> **Passage extrait**:
* * * * * * * * *

Cependant, ce changement n’est possible que si nous le voulons vraiment. Dans le cas contraire, face
aux drames multiformes qui nous tombent dessus, nous ne pourrons qu’être impuissants, comme c’est
d’ailleurs le cas aujourd’hui. L’expérience a prouvé que l’une des plus grandes tristesses et indignations
qui puissent nous être infligées, c’est de voir sous notre regard impuissant, agonir tranquillement un être
cher ou son pays sous ses yeux, sans n’y pouvoir rien. Cependant, sachez que la moindre action dans la
bonne direction, à savoir dans le sens du bien, contribue au changement vrai, tout comme le plus petit
brin de lumière peut ne pas de mille feux briller, mais sert indubitablement à réduire l’obscurité.

* * * * * * * * *

> **Entrées répertoriées**:

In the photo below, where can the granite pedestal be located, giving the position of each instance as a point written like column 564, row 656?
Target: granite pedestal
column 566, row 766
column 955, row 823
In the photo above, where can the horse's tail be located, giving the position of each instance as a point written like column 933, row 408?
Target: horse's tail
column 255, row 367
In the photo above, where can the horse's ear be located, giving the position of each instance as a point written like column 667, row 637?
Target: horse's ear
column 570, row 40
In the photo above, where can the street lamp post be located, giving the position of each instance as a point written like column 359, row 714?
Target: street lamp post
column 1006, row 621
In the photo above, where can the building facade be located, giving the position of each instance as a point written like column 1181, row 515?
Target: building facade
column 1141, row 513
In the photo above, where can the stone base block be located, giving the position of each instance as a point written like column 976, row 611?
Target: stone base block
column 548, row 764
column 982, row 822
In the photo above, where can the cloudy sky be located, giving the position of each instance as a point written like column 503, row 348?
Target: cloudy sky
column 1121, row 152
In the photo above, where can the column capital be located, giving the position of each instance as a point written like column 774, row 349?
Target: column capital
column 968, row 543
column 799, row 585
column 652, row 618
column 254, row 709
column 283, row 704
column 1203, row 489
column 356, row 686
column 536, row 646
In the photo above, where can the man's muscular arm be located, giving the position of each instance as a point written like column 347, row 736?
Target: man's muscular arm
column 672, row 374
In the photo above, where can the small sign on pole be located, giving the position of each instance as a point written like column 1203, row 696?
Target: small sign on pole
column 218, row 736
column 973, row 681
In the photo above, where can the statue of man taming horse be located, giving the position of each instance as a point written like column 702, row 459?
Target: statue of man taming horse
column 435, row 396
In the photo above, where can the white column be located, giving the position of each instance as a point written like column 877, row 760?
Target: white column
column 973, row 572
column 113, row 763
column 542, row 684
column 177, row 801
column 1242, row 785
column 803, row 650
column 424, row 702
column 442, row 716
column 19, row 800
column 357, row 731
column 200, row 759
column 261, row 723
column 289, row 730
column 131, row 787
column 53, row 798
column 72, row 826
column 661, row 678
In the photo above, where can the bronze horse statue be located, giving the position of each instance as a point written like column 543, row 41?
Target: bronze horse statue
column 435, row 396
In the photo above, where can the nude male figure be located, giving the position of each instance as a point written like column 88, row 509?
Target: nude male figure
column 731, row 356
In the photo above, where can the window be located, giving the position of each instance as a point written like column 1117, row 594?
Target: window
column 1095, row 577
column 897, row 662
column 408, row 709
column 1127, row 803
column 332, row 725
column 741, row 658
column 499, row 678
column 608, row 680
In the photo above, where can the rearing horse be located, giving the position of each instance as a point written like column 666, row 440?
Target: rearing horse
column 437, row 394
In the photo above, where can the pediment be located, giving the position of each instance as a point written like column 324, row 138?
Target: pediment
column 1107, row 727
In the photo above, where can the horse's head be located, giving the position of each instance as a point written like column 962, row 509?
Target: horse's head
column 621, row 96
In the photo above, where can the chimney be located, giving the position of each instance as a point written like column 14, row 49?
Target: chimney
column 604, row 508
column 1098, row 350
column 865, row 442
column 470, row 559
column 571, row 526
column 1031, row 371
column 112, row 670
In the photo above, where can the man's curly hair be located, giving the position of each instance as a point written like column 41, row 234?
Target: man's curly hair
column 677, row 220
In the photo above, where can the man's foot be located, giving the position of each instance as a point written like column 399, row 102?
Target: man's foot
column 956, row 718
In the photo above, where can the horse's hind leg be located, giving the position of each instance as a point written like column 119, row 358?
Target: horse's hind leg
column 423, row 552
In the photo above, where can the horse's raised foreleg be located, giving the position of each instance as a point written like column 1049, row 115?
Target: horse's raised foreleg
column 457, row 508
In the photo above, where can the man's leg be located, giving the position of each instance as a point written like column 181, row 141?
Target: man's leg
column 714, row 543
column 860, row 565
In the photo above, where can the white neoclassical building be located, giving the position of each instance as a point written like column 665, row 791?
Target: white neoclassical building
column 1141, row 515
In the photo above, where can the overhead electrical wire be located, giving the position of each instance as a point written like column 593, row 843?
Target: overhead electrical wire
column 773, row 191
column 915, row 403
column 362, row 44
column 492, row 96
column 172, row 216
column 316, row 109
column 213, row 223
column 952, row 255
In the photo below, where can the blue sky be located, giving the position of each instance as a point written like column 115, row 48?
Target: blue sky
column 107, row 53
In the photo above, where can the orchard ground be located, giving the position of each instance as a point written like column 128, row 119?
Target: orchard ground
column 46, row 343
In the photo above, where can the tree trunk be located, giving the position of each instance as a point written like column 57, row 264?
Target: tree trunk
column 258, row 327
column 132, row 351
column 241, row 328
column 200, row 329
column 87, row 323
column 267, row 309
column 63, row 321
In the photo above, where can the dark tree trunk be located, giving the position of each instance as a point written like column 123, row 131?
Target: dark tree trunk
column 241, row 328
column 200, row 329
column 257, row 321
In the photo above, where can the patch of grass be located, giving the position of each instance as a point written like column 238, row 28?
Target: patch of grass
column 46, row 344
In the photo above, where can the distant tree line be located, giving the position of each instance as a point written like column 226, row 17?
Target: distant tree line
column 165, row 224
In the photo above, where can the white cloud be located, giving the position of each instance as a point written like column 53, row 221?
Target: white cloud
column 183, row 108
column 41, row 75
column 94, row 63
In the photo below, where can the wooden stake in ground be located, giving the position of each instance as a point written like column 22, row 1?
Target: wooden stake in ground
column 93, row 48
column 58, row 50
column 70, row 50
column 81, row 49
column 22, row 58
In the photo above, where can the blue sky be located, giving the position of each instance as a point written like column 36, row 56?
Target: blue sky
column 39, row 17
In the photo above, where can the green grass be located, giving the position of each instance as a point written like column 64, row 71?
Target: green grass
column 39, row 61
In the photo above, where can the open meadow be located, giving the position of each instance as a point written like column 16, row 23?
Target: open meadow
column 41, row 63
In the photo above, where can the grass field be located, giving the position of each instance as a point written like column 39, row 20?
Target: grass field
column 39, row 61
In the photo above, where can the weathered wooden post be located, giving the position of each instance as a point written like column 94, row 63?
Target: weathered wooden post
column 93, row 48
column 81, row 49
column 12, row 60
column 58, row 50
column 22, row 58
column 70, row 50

* * * * * * * * *

> **Travaux demandés**:
a – Dites si chacune des affirmations suivantes concorde avec le passage, en répondant par oui ou par non et en citant mot pour mot les termes du passage qui tranchent. (i) Le changement est possible même si nous ne le voulons pas vraiment. (ii) La moindre action dans le sens du bien contribue au changement vrai. (iii) Le plus petit brin de lumière accroît l'obscurité.
b – Répondez brièvement à ces questions sur le passage.
(i) À quelle condition le changement est-il possible ?
(ii) Selon l'expérience, quelle est l'une des plus grandes tristesses et indignations qui puissent nous être infligées ?
(iii) À quoi sert indubitablement le plus petit brin de lumière ?
c – Transcrivez fidèlement la partie du passage qui s'ouvre sur les mots contenant « Cependant, ce changement » et se ferme sur « à réduire l’obscurité. ».
Les entrées forment un matériau distinct du passage.

> **Corrigé**:
a –
(i) Non : « ce changement n’est possible que si nous le voulons vraiment »
(ii) Oui : « la moindre action dans la bonne direction, à savoir dans le sens du bien, contribue au changement vrai »
(iii) Non : « sert indubitablement à réduire l’obscurité »

b –
(i) Il n'est possible que si nous le voulons vraiment.
(ii) C'est de voir, sous notre regard impuissant, agonir tranquillement un être cher ou son pays, sans rien y pouvoir.
(iii) Il sert à réduire l’obscurité.

c –
Cependant, ce changement n’est possible que si nous le voulons vraiment. Dans le cas contraire, face
aux drames multiformes qui nous tombent dessus, nous ne pourrons qu’être impuissants, comme c’est
d’ailleurs le cas aujourd’hui. L’expérience a prouvé que l’une des plus grandes tristesses et indignations
qui puissent nous être infligées, c’est de voir sous notre regard impuissant, agonir tranquillement un être
cher ou son pays sous ses yeux, sans n’y pouvoir rien. Cependant, sachez que la moindre action dans la
bonne direction, à savoir dans le sens du bien, contribue au changement vrai, tout comme le plus petit
brin de lumière peut ne pas de mille feux briller, mais sert indubitablement à réduire l’obscurité.